======== GIVEN DATA ========

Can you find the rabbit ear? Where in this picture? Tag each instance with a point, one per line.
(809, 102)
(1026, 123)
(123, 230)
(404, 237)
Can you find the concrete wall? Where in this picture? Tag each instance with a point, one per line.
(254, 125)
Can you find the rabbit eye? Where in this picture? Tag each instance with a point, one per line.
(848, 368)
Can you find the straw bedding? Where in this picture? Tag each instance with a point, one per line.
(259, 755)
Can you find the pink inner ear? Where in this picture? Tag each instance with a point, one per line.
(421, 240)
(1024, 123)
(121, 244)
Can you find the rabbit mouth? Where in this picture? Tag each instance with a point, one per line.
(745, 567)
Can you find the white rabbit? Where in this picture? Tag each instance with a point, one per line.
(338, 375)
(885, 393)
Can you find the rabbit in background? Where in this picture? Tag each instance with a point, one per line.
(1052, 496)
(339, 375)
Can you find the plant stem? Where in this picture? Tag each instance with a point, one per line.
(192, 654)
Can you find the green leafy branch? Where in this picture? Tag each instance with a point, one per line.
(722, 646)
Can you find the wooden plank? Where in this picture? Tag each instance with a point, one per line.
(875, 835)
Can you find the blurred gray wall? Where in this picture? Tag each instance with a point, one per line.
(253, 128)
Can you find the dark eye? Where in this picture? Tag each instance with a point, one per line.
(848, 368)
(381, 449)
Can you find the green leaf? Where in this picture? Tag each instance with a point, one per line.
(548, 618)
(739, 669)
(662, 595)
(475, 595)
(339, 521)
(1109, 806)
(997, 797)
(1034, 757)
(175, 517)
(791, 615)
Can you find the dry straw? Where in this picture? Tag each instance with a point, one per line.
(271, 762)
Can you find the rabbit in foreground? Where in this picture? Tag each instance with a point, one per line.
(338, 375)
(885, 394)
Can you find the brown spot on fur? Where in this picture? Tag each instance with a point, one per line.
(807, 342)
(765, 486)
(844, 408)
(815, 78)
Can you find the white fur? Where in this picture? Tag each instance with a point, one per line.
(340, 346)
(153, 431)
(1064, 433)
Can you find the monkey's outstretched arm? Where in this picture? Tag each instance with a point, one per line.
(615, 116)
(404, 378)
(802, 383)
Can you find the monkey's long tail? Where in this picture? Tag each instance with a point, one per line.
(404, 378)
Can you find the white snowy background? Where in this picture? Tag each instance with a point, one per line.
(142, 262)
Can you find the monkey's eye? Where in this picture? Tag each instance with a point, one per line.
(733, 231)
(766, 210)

========

**WHAT YOU NEED TO DO**
The response should consist of the entries above, retyped exactly.

**SOLUTION TO THE PROBLEM**
Can you find the rabbit ear? Where in this picture? Tag each instance with a point, one per line.
(809, 102)
(1026, 123)
(123, 230)
(404, 237)
Can you find the concrete wall? Where in this picture? Tag each instance with a point, one per line.
(254, 125)
Can you find the rabbit eye? Where in this picture? Tag each instance with a point, one per line.
(848, 368)
Can you find the straw bedding? Where in this picture? Tag each instance with a point, one per line.
(259, 755)
Can you find the pink inner ear? Where in this picture? Tag each instance with a point, one per line.
(421, 240)
(1024, 123)
(121, 244)
Can you find the rabbit mouth? Where in this picture? Tag each instance with a point, one per line.
(745, 567)
Can you find the white rabbit? Where in this picture? Tag each instance with a point, one per line.
(338, 375)
(885, 393)
Can you find the rabbit in background? Where in this picture? Tag each instance with a point, one per line.
(1052, 496)
(339, 375)
Can you find the plant stem? Where in this picture? Tag each instance with a point, one per line.
(192, 654)
Can you find the green leafy branch? Where in this picture? Tag each instance with a point, one per line.
(722, 646)
Can you find the wooden plank? Where in this picture? Tag each instance with a point, one per line.
(875, 835)
Can you find the blurred gray wall? Where in this picture? Tag each instance with a point, one per line.
(253, 128)
Can you find the dark eye? Where in this picture? Tag each instance with a point, one per line.
(848, 368)
(381, 449)
Can you find the green leaf? Where in this picture? Tag each instance with a point, one per line.
(548, 618)
(739, 669)
(662, 595)
(475, 595)
(339, 521)
(1109, 806)
(997, 797)
(1034, 757)
(175, 517)
(791, 615)
Can you find the dry straw? Where in this picture? Tag each instance with a point, one per line.
(271, 762)
Can you find the rabbit in foreground? Where in this picture? Tag each instance with a point, one per line.
(338, 375)
(885, 394)
Can you find the brown spot on fur? Where in this picture? Tag each instance with a point, one per line.
(807, 342)
(765, 486)
(844, 408)
(815, 78)
Can you find the white fur? Where in this picture? Tag each instance with a point, one per line.
(340, 346)
(153, 431)
(1064, 433)
Can you find the monkey's outstretched arm? Where in this picture? Tag each instance with a point, one per line.
(615, 116)
(404, 378)
(802, 383)
Can you find the monkey's long tail? Where in this picture? Tag each instance with a point, one per line.
(404, 378)
Can you find the white snowy background? Where in this picture? Tag each instance with a point, one per line.
(142, 262)
Can you find the monkey's eye? Where in this picture? Tag each instance with a point, one per line.
(733, 231)
(766, 210)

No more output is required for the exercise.